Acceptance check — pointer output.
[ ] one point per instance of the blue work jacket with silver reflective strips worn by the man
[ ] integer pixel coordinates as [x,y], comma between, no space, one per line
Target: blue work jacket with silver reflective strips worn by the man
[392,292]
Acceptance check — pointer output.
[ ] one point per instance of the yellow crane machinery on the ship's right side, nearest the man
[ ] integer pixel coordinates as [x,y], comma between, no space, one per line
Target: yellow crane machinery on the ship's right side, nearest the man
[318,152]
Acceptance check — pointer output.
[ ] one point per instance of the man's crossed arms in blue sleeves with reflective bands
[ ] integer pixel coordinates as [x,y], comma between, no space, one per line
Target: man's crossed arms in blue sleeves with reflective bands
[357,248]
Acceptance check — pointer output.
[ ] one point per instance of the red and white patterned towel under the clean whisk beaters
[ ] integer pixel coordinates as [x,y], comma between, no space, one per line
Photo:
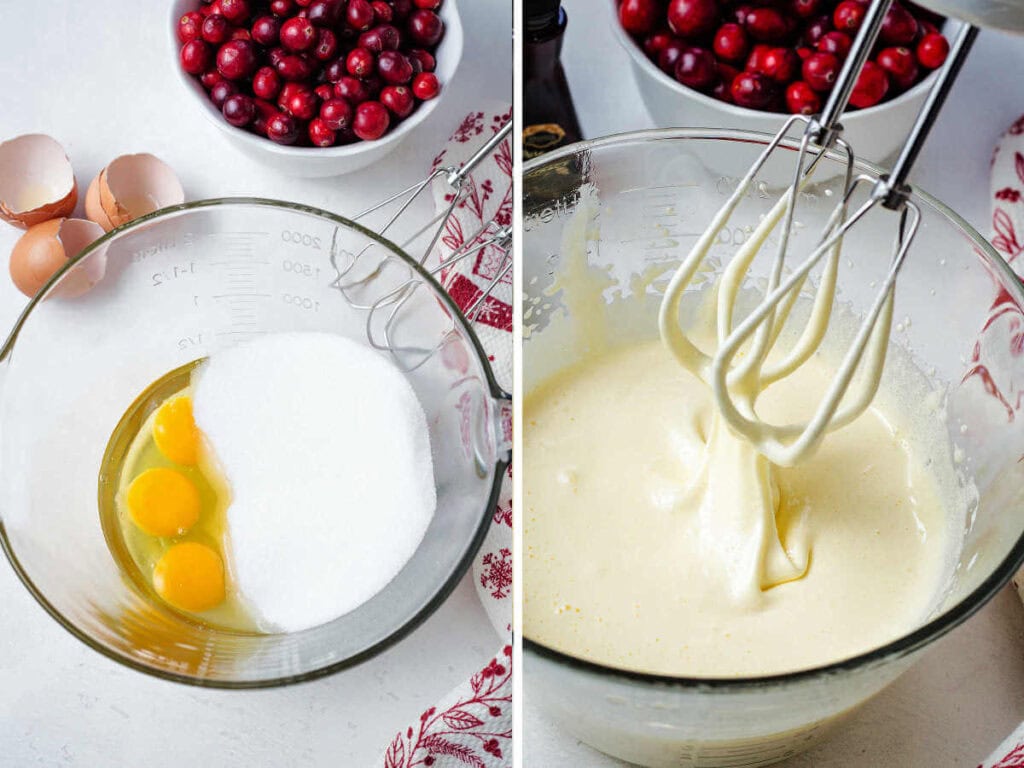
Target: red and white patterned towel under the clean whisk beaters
[473,727]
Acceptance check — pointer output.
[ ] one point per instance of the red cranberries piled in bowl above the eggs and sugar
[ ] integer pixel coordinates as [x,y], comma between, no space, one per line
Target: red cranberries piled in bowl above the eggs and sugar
[314,72]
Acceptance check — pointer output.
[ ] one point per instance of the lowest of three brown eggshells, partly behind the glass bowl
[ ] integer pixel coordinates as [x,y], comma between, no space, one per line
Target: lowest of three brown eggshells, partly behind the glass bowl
[46,248]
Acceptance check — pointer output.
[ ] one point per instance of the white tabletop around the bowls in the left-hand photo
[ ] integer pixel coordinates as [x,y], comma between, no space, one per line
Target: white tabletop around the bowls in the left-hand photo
[97,76]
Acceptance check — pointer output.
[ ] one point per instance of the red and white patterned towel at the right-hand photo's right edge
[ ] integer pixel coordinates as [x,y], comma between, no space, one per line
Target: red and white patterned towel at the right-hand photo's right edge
[1008,238]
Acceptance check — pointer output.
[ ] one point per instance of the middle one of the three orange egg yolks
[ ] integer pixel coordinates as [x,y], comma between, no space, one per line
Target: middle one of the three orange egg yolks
[163,502]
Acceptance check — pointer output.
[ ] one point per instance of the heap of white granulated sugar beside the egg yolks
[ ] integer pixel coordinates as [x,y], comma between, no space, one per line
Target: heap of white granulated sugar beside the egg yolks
[326,449]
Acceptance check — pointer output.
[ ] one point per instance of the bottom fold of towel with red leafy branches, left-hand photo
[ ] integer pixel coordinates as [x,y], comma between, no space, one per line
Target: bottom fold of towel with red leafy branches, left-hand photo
[472,731]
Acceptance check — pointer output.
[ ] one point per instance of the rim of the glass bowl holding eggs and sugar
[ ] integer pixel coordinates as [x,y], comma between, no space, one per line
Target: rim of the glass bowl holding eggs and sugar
[444,589]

WHAT IS NEEDED:
Set down the records exactly, without the pictures.

RESPONSE TO THE EXERCISE:
Acceptance check — pointer output.
[ ] one point per instance of the blue work jacket with silver reflective strips worn by the man
[ ] integer pixel coordinates as [x,y], comma between, no space, one per line
Target: blue work jacket with silver reflective strips worn by the man
[392,292]
Acceptance check — pointer output.
[ ] one point per instance of the yellow crane machinery on the ship's right side, nearest the man
[ ] integer pixel coordinates as [x,y], comma between, no space, one per line
Target: yellow crane machinery on the ship's right side, nearest the man
[318,152]
Acceptance check — pointer output.
[ ] one point per instance of the man's crossed arms in blue sleeves with reflective bands
[ ] integer pixel coordinates as [x,y], comma between, no space, one per line
Target: man's crossed arms in blue sleeves with reflective bands
[357,248]
Acceptance check — pointer output.
[ ] one point per instance of the red and white patterned towel under the clean whisk beaters
[ ] integer pixel coordinates as [x,y], comma between, no space, one per line
Photo:
Target: red and white patterned towel under the clean whisk beaters
[473,727]
Acceptance check — pointer output.
[ ] one point per instance of the red cranberries piled in bowl above the eggs and sugar
[ ] integer pixel coordinates as [x,y], comma between, no space, one per line
Target: red cranberries piled in bowl above the eggs and sugar
[314,72]
Acceptance check — pointer output.
[ ] one point per instance of the lowest of three brown eggshells, partly behind the glass bowl
[ ] integer pixel coordinates as [x,y], comma between, no space, one per line
Target: lowest of three brown eggshells, partly behind the glass bowl
[46,248]
Acceptance check — pointer output.
[ ] one point per instance of the white tabletop around the bowls in the left-hand photo
[ ] integer pixel coordinates as [x,y], comma between, no space, one per line
Target: white tabletop around the bowls in the left-hand photo
[97,76]
Acceptance check — pointer output.
[ ] one point per instance of the red and white patterned towel at the right-hand photo's right edge
[ ] integer pixel coordinates as [x,y], comma between, no space, one per line
Target: red and white patterned towel at the right-hand photo's right edge
[1008,238]
Acceptance check — pointer output.
[ ] one point per instance of the middle one of the three orange egg yolks
[ ] integer pixel coordinates as [x,y], comma between, no space, one per line
Target: middle one of the three orange egg yolks
[163,502]
Acceptance check — pointer output.
[ ] one point per instance of the heap of white granulated sugar beside the egg yolks
[ ] integer pixel coordinates as [x,y], comma between, no space, one per line
Target: heap of white granulated sugar beside the egg yolks
[326,449]
Acceptance check — pointer output.
[ ] one point per instance of the bottom fold of towel with red leafy branches, left-hand photo
[ ] integer pixel coordinates as [x,y], comma between, no space, one per line
Target: bottom fold of towel with red leafy branches, left-hand photo
[472,731]
Acceptance check — pointer output.
[ ] one point per instance of the rim of the glass bowl holding eggs and sugar
[ ] integer pixel coordinates as [x,y], comma between, no space, one per line
Target: rim of the glass bowl holding eggs and sugar
[444,589]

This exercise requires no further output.